Doble Shandy. Por Enrique Vila-Matas


Doble shandy.
(Prefacio a Artistas sin obras)

“No puede ser que se llame Diómedes!!! Pero parece haber entendido lo esencial: la idea de la muerte del autor (Barthes, Foucault) y la otra, la de toda la vida, la de las almas gemelas a causa de tanta amistad”
Jordi Llovet

En el invierno de 1970, el rotundo desembarco de Jacques Vaché (1896-1919) en Barcelona no pudo ser más oportuno. La ciudad se hallaba sumida en una de las etapas más siniestras del franquismo y se hacía necesario que algo rompiera la abrumadora inercia, la monotonía gris de las calles de los represores. Y la publicación, en la recién fundada editorial Anagrama, de un cuaderno azul con las Cartas de guerra de Vaché, fue una providencial y decisiva nota de alegría, aire completamente fresco y diferente, al menos para mí. El cuaderno, que contenía las cartas junto a cuatro ensayos de André Breton, cayó sobre mi vida con la misma contundencia, por ejemplo, que lo hiciera sobre París la piedra volcánica de la que hablaba Artaud en su libro sobre Van Gogh: “Pero una de las noches de las que hablo, ¿no cayó en el boulevard de la Madeleine, en la esquina de la rue de Mathurins, una enorme piedra blanca como surgida de una reciente erupción volcánica del volcán Popocatepetl?”

El aerolito-Vaché, piedra volcánica y filosofal a la vez, me dejó fascinado y pasé a no poder dar un solo paso sin hablar de aquel escritor de Nantes a mis amistades, o sin citar con admiración su suicidio en el Hôtel de France de su ciudad natal, o sin referirme a algunas de las cuatro cartas antibélicas que le había enviado a Breton.

-Me visto de militar y derroto a los alemanes -decía yo a veces con el propósito de citar alguna de las frases irónicas de sus cartas.

Me convertí en lo más parecido a Vaché que podía verse en medio de la grisura de la terrorífica Barcelona. Y es que me había de inmediato llegado al alma su sorprendente biografía literaria, exigua, pero sin duda más completa que la mía, que no había escrito ni publicado nada hasta entonces. Me sorprendió descubrir que, a pesar de no tener obra, el autor de aquellas cuatro cartas de guerra aparecía nada menos que en todo un diccionario de la Historia de la Literatura francesa: “Jacques Vaché (1896-1919) no ha dejado obra, a excepción de sus cartas y dibujos dirigidos a Louis Aragon, Théodore Fraenkel y, sobre todo, André Breton durante la I Guerra Mundial, y de los que éste publicó una selección, con el título Cartas de guerra (1919)”.

Entradas extraídas:
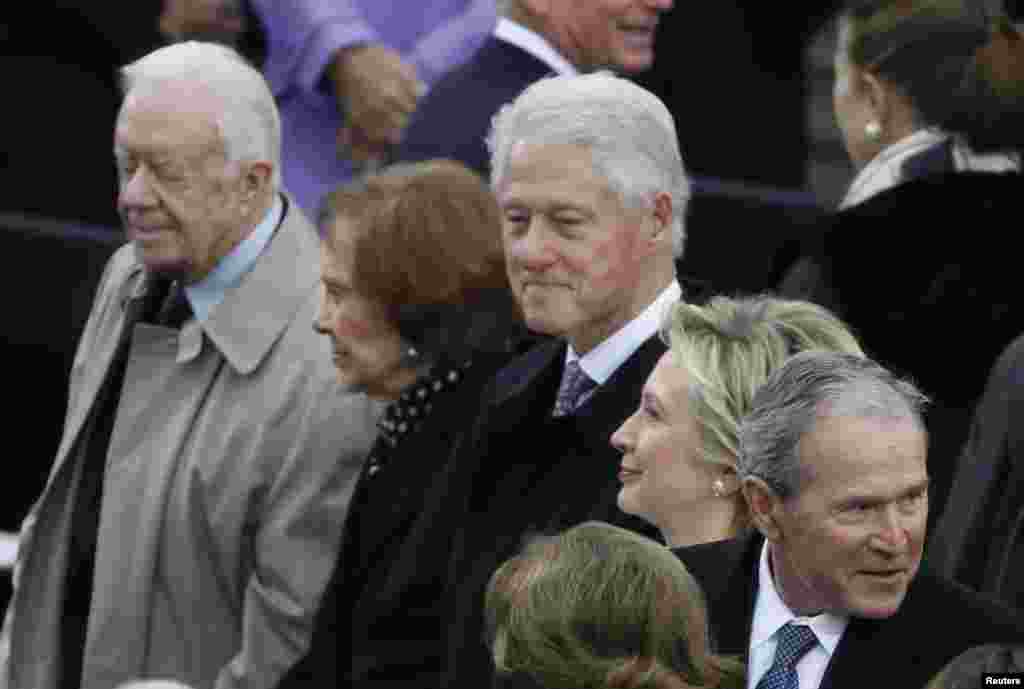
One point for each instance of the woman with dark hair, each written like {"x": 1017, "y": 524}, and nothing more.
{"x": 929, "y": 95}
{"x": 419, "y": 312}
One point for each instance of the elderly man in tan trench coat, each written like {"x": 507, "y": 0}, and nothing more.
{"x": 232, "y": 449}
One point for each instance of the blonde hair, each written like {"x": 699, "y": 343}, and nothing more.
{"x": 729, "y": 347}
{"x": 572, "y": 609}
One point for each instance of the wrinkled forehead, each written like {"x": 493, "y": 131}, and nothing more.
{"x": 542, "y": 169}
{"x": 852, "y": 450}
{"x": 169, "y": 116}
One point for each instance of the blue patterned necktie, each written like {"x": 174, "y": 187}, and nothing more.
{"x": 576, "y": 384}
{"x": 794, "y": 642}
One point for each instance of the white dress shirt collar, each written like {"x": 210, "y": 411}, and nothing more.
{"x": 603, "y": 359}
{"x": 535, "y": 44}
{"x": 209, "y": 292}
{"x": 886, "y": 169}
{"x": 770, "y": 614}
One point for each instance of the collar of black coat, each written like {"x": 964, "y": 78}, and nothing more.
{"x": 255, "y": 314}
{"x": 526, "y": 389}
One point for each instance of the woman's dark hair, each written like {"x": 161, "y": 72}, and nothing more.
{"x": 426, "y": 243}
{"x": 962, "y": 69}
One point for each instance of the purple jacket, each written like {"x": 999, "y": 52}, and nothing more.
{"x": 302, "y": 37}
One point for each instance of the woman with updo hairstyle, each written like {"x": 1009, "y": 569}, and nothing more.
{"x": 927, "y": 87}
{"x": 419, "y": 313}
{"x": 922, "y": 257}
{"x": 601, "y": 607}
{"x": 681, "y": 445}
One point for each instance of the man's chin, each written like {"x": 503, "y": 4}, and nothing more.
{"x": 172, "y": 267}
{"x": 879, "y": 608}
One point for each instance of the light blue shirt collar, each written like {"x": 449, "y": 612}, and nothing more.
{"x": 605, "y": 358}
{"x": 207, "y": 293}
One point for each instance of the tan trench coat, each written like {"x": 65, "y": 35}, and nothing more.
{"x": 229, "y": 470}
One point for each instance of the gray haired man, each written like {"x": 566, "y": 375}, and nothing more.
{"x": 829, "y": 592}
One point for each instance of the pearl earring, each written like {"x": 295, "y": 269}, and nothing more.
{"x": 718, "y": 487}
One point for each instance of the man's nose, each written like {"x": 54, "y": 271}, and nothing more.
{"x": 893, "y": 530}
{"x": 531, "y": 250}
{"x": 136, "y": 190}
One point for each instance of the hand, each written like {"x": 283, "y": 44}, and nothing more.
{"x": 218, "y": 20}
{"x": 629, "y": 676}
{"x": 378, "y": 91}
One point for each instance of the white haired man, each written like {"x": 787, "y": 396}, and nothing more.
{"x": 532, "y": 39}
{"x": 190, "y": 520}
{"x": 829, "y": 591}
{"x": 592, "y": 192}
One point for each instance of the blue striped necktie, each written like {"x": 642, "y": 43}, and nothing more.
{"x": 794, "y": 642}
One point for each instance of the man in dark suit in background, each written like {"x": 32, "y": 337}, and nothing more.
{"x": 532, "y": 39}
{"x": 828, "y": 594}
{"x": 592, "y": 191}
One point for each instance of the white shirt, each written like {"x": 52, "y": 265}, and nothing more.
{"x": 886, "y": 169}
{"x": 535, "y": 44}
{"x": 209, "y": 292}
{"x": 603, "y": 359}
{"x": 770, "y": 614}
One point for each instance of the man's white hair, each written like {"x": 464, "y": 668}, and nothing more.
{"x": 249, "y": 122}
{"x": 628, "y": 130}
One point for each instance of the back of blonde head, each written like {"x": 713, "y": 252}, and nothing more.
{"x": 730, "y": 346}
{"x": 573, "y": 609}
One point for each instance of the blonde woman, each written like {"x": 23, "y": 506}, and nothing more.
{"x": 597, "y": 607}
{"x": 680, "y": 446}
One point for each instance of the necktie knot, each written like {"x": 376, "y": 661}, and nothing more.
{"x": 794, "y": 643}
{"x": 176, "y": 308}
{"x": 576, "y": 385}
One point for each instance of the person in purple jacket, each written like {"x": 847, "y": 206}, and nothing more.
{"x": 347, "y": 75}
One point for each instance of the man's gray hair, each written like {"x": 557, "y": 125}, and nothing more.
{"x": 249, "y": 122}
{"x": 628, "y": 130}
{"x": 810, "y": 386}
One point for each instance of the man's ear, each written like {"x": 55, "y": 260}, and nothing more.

Enunciado 1: Devuelve sin cambios el fragmento del texto sobre Jacques Vaché que va de "El aerolito-Vaché, piedra" a "enviado a Breton.".
Enunciado 2: Según la cita del diccionario que aparece en el texto sobre Jacques Vaché, ¿a qué personas dirigió él sus cartas y dibujos? Nómbralas todas.
Enunciado 3: Prolonga el texto sobre Jacques Vaché a partir de su última oración.
No hace falta consultar las líneas.

Resultado del ejercicio 1:
El aerolito-Vaché, piedra volcánica y filosofal a la vez, me dejó fascinado y pasé a no poder dar un solo paso sin hablar de aquel escritor de Nantes a mis amistades, o sin citar con admiración su suicidio en el Hôtel de France de su ciudad natal, o sin referirme a algunas de las cuatro cartas antibélicas que le había enviado a Breton.

Resultado del ejercicio 2: Louis Aragon, Théodore Fraenkel y André Breton.

Resultado del ejercicio 3:
Así que las cosas eran más fáciles de lo que yo creía. Al parecer, no era necesario tener obra para entrar en la historia literaria. Retuve ese dato y durante un tiempo me dejé guiar por mi oscura tendencia a la holgazanería y me propuse ser yo también un artista sin obras. Por eso elegí como modelo vital a Vaché, pero también, de pasada, a Marcel Duchamp, que me parecía otro ejemplo muy interesante de la ley del mínimo esfuerzo.

En fin, que decidí que mi vida sería mi propia obra de arte. La verdad es que durante un tiempo logré ser un modelo, elegante y hasta admirable, de artista sin obras. No producía nada, pero notaba que todo el mundo me conocía en Barcelona. Mi arte principal era el paseo crepuscular y tomar el sol al mediodía en las terrazas de una ciudad a la que hasta sabía encontrarle los infinitos matices del gris. Leía sobre todo a Jacques Rigaut (que llegó también en otro cuaderno azul de aquella colección que tuvo una existencia que algunos habríamos deseado que se prolongara más en el tiempo), un artista sin demasiadas obras, pues, al igual que Vaché, también se había suicidado pronto, aunque en su caso nos había dejado su inestimable Historia General del Suicidio.

-Vous êtes tous de poètes et moi je suis du côté de la mort –decía a veces en radical y sombrío homenaje a Rigaut.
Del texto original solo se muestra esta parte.